## [Required tasks]
**A.** In the R walkthrough on kNN classification, why does the normalization step apply normalize() to prc[2:9] instead of starting from the first column? Answer in one to three sentences.
**B.** Extend the R walkthrough on kNN classification, picking up right after its final sentence about the target variable.

## [Text segment]
○ ○ ○

We find that the data is structured with 10 variables and 100 observations. If we observe the data set, the first variable ‘id’ is unique in nature and can be removed as it does not provide useful information.

prc <- prc[-1]  #removes the first variable(id) from the data set.

The data set contains patients who have been diagnosed with either Malignant (M) or Benign (B) cancer

table(prc$diagnosis_result)  # it helps us to get the numbers of patients

(The variable diagnosis_result is our target variable i.e. this variable will determine the results of the diagnosis based on the 8 numeric variables)

In case we wish to rename B as”Benign” and M as “Malignant” and see the results in the percentage form, we may write as:

prc$diagnosis <- factor(prc$diagnosis_result, levels = c("B", "M"), labels = c("Benign", "Malignant"))

round(prop.table(table(prc$diagnosis)) * 100, digits = 1)  # it gives the result in the percentage form rounded of to 1 decimal place( and so it’s digits = 1)

Normalizing numeric data

This feature is of paramount importance since the scale used for the values for each variable might be different. The best practice is to normalize the data and transform all the values to a common scale.

normalize <- function(x) {
return ((x - min(x)) / (max(x) - min(x))) }

Once we run this code, we are required to normalize the numeric features in the data set. Instead of normalizing each of the 8 individual variables we use:

prc_n <- as.data.frame(lapply(prc[2:9], normalize))

The first variable in our data set (after removal of id) is ‘diagnosis_result’ which is not numeric in nature. So, we start from 2^nd variable. The function lapply() applies normalize() to each feature in the data frame. The final result is stored to prc_n data frame using as.data.frame() function

Let’s check using the variable ‘radius’ whether the data has been normalized.

summary(prc_n$radius)

The results show that the data has been normalized. Do try with the other variables such as perimeter, area etc.

Creating training and test data set

The kNN algorithm is applied to the training data set and the results are verified on the test data set.

For this, we would divide the data set into 2 portions in the ratio of 65: 35 (assumed) for the training and test data set respectively. You may use a different ratio altogether depending on the business requirement!

We shall divide the prc_n data frame into prc_train and prc_test data frames

prc_train <- prc_n[1:65,]
prc_test <- prc_n[66:100,]

A blank value in each of the above statements indicate that all rows and columns should be included.

Our target variable is ‘diagnosis_result’ which we have not included in our training and test data sets.

○ ○ ○

## [Material shown]
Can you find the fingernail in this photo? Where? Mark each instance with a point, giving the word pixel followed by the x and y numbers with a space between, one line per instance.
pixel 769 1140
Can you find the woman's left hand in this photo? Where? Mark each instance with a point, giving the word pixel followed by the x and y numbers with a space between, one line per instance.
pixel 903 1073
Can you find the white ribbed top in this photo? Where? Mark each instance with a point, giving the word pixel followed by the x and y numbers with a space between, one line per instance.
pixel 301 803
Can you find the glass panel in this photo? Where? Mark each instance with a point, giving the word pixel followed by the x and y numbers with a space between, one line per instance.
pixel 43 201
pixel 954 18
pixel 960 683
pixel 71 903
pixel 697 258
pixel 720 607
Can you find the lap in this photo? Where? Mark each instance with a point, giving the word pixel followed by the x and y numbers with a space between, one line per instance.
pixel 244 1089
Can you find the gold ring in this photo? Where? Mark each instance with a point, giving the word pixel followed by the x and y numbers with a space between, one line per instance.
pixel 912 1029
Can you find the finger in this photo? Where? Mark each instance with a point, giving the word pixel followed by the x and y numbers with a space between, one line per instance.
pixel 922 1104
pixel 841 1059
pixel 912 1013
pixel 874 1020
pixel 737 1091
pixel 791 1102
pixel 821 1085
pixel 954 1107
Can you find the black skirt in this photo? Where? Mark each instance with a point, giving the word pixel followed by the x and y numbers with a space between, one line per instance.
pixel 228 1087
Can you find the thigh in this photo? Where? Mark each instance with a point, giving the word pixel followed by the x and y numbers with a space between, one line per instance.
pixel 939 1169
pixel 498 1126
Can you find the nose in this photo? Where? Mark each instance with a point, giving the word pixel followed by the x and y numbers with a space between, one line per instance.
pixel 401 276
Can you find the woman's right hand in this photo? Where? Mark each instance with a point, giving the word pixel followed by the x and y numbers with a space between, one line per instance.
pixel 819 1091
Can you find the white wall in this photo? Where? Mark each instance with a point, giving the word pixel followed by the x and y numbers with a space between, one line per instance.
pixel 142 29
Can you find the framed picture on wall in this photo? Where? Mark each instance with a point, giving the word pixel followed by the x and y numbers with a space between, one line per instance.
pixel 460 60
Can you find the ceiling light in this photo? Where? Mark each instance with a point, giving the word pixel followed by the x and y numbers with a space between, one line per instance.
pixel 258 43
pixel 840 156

○ ○ ○

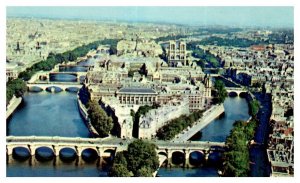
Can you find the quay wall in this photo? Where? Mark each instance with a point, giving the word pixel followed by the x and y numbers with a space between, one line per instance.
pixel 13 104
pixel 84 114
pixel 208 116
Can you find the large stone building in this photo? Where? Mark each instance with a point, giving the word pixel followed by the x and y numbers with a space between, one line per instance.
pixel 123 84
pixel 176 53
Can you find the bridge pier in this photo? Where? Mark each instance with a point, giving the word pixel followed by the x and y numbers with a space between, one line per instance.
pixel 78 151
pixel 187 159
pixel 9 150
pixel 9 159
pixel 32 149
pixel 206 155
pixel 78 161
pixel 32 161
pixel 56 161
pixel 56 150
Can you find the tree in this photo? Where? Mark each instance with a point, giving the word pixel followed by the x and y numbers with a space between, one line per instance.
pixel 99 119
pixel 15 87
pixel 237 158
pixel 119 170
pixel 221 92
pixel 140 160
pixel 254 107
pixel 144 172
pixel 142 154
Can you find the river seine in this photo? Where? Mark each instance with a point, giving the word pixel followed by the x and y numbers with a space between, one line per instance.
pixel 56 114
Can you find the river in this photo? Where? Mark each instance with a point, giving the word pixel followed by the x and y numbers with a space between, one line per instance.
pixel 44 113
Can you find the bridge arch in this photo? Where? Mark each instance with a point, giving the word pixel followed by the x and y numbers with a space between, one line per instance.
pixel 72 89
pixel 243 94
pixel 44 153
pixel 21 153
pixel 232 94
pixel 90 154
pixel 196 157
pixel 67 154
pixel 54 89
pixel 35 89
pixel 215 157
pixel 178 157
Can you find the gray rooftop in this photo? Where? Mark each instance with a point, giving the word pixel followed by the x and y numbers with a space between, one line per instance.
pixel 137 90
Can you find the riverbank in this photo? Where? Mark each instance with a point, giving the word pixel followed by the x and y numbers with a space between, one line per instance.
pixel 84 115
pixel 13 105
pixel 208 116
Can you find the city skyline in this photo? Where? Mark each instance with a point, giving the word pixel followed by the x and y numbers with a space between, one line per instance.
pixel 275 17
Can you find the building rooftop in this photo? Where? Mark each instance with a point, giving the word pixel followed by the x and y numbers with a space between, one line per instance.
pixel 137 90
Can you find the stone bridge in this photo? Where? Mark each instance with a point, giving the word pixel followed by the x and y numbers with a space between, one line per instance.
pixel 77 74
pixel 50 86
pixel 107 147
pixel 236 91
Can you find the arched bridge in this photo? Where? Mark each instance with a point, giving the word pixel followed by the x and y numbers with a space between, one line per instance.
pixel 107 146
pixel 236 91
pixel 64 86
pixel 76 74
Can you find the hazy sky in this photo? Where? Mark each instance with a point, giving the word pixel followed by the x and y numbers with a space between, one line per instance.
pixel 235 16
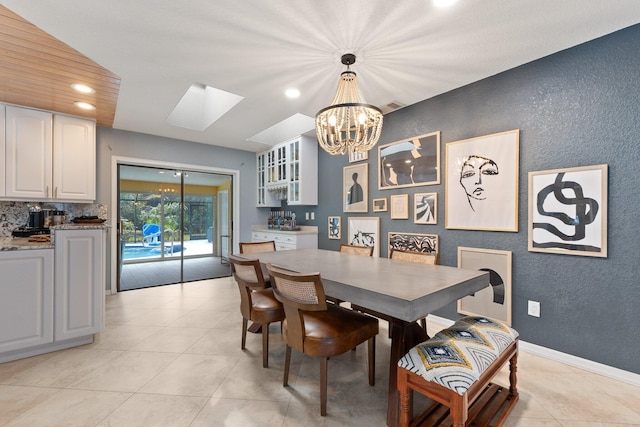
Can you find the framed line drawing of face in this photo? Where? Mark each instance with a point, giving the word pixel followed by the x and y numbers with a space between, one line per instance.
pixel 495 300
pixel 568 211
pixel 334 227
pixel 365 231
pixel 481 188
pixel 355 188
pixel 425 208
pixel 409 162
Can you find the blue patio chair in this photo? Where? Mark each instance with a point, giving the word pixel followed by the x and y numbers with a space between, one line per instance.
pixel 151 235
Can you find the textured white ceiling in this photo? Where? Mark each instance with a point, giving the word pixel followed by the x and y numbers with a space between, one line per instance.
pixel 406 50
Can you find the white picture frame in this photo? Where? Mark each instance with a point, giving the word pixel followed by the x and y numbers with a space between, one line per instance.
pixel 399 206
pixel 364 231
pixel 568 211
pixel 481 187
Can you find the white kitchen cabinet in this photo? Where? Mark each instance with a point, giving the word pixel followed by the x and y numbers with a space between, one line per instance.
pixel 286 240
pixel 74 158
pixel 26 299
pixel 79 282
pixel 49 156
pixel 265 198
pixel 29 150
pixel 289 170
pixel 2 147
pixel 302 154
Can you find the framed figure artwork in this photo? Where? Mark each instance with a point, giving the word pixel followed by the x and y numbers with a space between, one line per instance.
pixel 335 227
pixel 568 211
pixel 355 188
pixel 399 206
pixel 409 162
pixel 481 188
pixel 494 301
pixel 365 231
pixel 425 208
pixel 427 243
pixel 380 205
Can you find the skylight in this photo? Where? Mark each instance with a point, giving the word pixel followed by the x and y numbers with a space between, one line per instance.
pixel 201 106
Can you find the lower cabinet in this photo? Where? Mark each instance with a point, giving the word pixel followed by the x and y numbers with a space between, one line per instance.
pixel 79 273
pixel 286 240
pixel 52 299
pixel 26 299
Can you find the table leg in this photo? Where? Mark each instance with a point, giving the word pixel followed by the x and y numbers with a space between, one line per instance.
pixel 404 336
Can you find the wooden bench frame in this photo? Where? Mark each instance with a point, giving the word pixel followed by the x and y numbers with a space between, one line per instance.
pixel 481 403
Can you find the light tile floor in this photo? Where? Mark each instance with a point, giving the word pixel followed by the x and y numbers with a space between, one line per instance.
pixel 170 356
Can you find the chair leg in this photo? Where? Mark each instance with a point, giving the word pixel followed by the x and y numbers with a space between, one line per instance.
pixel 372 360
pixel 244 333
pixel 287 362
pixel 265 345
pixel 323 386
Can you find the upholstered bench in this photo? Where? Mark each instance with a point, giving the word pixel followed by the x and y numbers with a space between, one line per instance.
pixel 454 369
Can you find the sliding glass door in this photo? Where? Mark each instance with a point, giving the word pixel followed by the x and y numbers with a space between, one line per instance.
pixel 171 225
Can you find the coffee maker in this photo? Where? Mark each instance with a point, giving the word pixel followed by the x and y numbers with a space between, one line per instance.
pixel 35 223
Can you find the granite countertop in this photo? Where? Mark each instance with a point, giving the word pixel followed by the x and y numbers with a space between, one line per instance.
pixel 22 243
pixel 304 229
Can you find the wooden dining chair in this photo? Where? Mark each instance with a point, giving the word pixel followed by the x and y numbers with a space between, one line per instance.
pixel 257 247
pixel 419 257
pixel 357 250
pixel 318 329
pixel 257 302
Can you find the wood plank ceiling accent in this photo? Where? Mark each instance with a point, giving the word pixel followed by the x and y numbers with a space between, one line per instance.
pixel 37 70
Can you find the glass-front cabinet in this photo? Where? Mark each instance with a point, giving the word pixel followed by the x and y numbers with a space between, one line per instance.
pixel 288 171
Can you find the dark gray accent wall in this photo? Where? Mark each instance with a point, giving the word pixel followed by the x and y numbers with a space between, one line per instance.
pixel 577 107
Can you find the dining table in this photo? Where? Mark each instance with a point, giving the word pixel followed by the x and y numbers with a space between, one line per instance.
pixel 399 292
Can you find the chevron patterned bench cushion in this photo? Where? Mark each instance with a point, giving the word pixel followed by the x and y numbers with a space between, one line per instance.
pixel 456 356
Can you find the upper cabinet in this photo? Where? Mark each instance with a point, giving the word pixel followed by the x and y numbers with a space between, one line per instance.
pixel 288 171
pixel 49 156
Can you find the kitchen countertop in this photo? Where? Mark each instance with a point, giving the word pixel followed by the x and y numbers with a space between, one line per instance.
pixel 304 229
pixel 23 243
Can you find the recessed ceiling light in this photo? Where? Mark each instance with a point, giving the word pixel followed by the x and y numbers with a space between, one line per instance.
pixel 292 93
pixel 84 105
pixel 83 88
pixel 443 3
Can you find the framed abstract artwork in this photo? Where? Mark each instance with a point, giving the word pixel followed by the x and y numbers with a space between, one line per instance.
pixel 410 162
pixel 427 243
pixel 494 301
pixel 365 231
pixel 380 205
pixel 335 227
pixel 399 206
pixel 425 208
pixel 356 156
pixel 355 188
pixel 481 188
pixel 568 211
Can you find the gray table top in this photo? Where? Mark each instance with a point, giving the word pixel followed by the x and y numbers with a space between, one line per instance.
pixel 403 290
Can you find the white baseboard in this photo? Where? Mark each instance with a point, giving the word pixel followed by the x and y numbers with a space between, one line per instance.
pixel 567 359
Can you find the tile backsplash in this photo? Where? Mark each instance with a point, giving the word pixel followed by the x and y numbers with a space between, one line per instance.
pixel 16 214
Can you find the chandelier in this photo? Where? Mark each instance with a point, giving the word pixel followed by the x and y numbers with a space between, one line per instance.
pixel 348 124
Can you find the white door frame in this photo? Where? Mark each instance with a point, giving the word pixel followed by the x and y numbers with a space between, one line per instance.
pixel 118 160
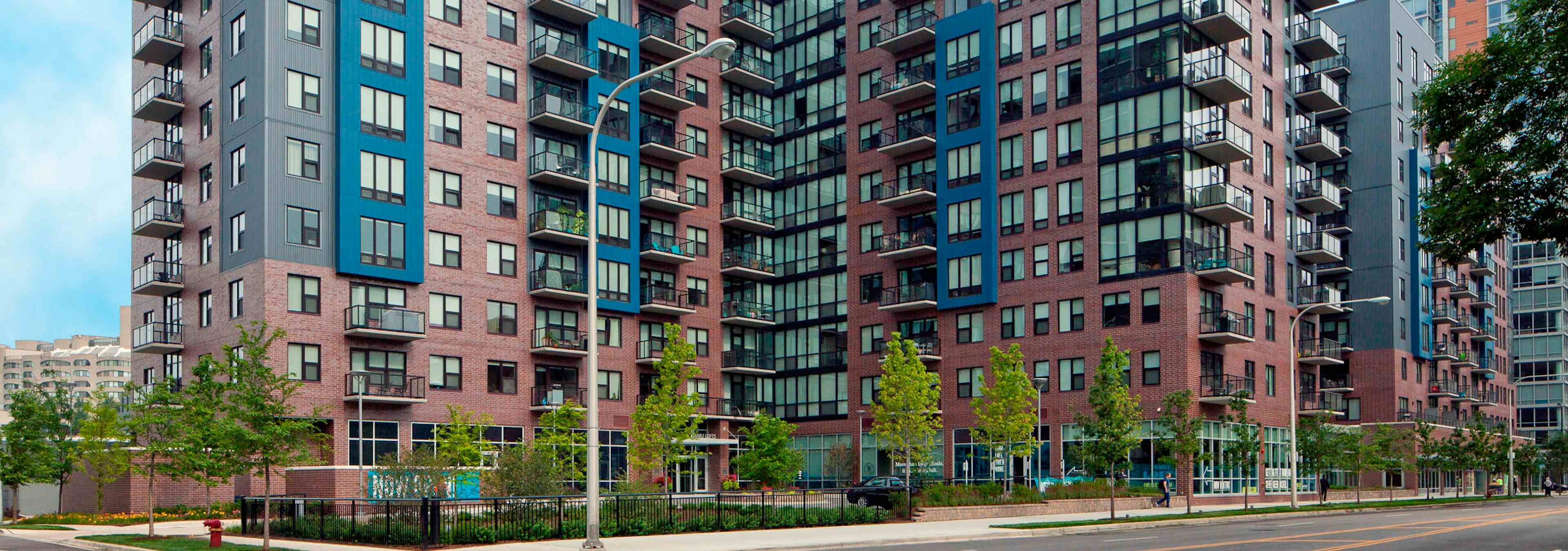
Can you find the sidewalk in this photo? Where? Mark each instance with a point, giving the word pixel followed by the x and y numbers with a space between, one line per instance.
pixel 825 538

○ ○ ○

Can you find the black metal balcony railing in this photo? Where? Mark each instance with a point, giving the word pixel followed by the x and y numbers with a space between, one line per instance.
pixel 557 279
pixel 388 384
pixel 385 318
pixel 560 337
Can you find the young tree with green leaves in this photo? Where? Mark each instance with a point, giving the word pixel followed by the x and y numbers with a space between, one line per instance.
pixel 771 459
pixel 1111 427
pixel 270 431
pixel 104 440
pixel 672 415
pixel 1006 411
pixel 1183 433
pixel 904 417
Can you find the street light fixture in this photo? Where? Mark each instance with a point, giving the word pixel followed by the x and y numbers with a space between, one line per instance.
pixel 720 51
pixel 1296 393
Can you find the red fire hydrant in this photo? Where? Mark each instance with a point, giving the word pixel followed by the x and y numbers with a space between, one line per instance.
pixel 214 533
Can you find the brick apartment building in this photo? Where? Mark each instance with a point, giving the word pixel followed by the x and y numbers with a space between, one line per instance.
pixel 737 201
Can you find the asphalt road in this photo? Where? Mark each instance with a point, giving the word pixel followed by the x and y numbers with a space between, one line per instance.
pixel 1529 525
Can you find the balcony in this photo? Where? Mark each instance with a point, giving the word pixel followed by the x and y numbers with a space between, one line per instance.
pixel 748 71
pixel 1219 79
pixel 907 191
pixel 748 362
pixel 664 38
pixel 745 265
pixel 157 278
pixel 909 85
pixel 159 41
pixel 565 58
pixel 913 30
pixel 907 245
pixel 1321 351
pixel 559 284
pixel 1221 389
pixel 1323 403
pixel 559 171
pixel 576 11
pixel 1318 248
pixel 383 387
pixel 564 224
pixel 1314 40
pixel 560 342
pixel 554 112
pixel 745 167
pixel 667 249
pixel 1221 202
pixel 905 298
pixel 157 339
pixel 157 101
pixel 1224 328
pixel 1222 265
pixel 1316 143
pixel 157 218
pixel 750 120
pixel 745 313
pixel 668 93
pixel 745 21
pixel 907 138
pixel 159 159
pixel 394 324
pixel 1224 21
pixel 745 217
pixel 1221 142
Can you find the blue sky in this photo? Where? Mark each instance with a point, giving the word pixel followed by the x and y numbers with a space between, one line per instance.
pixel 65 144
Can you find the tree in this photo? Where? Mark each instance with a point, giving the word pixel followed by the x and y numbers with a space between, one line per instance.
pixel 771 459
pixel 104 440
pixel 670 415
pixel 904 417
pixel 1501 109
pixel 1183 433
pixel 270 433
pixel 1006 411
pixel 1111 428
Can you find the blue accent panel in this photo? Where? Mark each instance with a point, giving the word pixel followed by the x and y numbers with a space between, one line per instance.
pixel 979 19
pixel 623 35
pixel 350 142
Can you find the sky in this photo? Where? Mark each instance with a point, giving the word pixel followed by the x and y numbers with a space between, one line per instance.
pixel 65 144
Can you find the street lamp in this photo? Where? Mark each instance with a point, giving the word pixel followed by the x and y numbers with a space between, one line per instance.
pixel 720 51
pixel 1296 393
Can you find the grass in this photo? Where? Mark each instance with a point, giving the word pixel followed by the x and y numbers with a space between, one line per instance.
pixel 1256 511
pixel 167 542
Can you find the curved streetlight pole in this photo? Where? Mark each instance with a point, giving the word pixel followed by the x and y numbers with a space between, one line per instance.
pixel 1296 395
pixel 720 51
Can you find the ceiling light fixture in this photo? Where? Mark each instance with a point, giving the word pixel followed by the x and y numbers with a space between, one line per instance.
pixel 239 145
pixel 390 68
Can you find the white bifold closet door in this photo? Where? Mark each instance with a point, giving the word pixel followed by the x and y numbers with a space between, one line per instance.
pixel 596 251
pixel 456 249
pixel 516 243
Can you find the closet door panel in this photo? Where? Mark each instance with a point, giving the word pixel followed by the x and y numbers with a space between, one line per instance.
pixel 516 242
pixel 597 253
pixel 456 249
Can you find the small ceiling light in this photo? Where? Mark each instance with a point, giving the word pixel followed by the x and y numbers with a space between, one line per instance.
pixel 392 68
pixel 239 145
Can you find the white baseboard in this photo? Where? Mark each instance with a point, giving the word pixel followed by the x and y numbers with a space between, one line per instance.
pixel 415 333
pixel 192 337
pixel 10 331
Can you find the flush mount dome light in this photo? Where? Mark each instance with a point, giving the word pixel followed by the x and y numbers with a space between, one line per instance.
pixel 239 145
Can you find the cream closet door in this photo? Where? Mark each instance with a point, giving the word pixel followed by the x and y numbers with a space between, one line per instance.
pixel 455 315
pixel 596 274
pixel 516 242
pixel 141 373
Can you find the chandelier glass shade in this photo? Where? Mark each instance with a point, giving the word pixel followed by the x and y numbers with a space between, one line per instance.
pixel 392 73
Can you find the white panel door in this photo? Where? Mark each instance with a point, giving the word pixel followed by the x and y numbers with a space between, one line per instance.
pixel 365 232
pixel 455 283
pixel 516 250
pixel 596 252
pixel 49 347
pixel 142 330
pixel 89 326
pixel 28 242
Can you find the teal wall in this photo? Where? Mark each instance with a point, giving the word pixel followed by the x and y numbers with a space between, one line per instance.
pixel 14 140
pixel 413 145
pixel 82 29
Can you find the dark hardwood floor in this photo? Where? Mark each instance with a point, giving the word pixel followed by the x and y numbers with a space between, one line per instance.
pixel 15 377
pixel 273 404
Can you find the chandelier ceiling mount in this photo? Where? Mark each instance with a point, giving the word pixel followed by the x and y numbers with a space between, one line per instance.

○ ○ ○

## [Your written answers]
**A.** Once 'id' has been removed, the first variable in the data set is 'diagnosis_result', which is not numeric. Normalization therefore starts from the second variable.

**B.**
prc_train_labels <- prc[1:65, 1]
prc_test_labels <- prc[66:100, 1]   #This code takes the diagnosis factor in column 1 of the prc data frame and on turn creates prc_train_labels and prc_test_labels data frame.

Step 3 – Training a model on data

The knn () function needs to be used to train a model for which we need to install a package ‘class’. The knn() function identifies the k-nearest neighbors using Euclidean distance where k is a user-specified number.

You need to type in the following commands to use knn()

install.packages(“class”)
library(class)

Now we are ready to use the knn() function to classify test data

prc_test_pred <- knn(train = prc_train, test = prc_test,cl = prc_train_labels, k=10)

The value for k is generally chosen as the square root of the number of observations.

knn() returns a factor value of predicted labels for each of the examples in the test data set which is then assigned to the data frame prc_test_pred

Step 4 – Evaluate the model performance

We have built the model but we also need to check the accuracy of the predicted values in prc_test_pred as to whether they match up with the known values in prc_test_labels. To ensure this, we need to use the CrossTable() function available in the package ‘gmodels’.

We can install it using:

install.packages("gmodels")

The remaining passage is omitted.